##### INPUT FOR THIS TASK #####

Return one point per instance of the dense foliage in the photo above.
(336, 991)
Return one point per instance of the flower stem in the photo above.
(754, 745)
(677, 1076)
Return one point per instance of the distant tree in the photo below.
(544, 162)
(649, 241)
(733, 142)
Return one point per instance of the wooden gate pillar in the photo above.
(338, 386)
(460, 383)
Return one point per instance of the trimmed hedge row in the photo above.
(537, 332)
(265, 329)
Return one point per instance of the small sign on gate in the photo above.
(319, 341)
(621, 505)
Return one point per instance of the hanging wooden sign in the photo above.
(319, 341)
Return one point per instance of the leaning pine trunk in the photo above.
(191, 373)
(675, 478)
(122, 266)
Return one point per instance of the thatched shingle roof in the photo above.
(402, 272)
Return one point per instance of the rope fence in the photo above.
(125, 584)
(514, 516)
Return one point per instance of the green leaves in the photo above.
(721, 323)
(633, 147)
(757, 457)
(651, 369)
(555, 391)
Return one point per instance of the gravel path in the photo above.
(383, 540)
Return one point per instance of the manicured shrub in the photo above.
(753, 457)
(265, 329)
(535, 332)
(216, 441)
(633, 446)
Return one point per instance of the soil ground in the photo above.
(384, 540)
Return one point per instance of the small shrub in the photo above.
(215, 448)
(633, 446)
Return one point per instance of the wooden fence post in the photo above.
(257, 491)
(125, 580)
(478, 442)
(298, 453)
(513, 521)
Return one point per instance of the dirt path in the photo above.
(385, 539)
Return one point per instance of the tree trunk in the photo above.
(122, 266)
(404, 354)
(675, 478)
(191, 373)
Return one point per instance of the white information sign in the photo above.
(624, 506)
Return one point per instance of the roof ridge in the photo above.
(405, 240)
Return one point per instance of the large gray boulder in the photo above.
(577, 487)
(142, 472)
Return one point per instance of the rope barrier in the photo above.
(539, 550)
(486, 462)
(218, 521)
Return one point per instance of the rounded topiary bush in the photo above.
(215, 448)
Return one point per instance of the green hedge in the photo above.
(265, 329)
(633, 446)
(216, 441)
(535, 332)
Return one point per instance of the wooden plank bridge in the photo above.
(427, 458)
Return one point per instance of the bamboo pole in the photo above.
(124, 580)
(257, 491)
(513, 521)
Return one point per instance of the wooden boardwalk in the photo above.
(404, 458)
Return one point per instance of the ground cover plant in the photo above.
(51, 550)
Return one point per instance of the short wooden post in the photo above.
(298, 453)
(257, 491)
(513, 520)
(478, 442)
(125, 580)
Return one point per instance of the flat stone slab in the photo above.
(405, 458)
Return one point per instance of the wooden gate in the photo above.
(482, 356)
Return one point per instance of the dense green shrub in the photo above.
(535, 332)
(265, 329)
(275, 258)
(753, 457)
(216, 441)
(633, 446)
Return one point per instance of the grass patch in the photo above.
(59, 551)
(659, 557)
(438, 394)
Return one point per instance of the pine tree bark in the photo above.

#####

** INSTRUCTION **
Please copy the material above line for line, leaving every word and number unchanged.

** SOLVED EXERCISE **
Return one point per instance of the dense foliage in the photo above.
(336, 991)
Return one point per instance of the flower stem in the photo above.
(754, 745)
(677, 1076)
Return one point per instance of the distant tree in the photo below.
(544, 162)
(649, 241)
(733, 142)
Return one point per instance of the wooden gate pillar in the photo above.
(338, 386)
(460, 383)
Return one point per instance of the trimmed hedge row in the photo above.
(537, 332)
(265, 329)
Return one point per instance of the small sign on gate in the photo above.
(319, 341)
(621, 505)
Return one point per instance of the hanging wooden sign in the photo above.
(319, 341)
Return one point per instance of the leaning pine trunk in the photo above.
(191, 373)
(675, 478)
(122, 266)
Return one point per instance of the thatched shingle roof in the photo above.
(402, 272)
Return one point per instance of the rope fence in the photo above.
(125, 584)
(514, 516)
Return one point per instance of the green leaves in the photo above.
(721, 323)
(633, 147)
(757, 457)
(651, 369)
(555, 391)
Return one point per instance of the gravel path in the photo above.
(383, 540)
Return one point per instance of the manicured shrub in the photo above.
(753, 457)
(265, 329)
(535, 332)
(216, 441)
(633, 446)
Return one point per instance of the soil ground in the photo above.
(384, 540)
Return one point per instance of the small shrub in the photo above.
(215, 448)
(633, 446)
Return one point per instance of the wooden fence post in the photo above.
(257, 491)
(125, 580)
(478, 442)
(298, 453)
(513, 521)
Return one point per instance of the dirt path in the photo above.
(385, 539)
Return one point per instance of the tree trunk in the photo above.
(122, 266)
(404, 354)
(675, 478)
(191, 373)
Return one point per instance of the white information sign in the photo above.
(624, 506)
Return one point per instance of the roof ridge in the photo above.
(405, 240)
Return one point per instance of the large gray boulder in the photo above.
(577, 487)
(142, 472)
Return one point per instance of the rope barrier in the photo above.
(539, 550)
(486, 462)
(218, 521)
Return one point per instance of the rounded topiary bush in the photo above.
(215, 448)
Return one point per instance of the green hedge in the photo above.
(265, 329)
(633, 446)
(216, 441)
(535, 332)
Return one point per instance of the wooden plank bridge in the photo above.
(427, 458)
Return one point per instance of the bamboo pole in the photo above.
(124, 580)
(257, 491)
(513, 521)
Return one point per instance of the wooden boardwalk in the photo above.
(404, 458)
Return one point per instance of the ground cover plant in the photo above.
(51, 550)
Return one point per instance of the short wooden post in the photo above.
(298, 453)
(257, 491)
(513, 520)
(478, 442)
(125, 580)
Return one point per instance of the flat stone slab in the photo above.
(405, 458)
Return one point per instance of the wooden gate in the photo above.
(482, 356)
Return one point per instance of the dense green shrub in the photo above.
(535, 332)
(265, 329)
(275, 258)
(753, 457)
(216, 441)
(633, 446)
Return one point per instance of the grass patch in the photo above.
(59, 551)
(659, 557)
(438, 394)
Return one point per instance of the pine tree bark in the photo above.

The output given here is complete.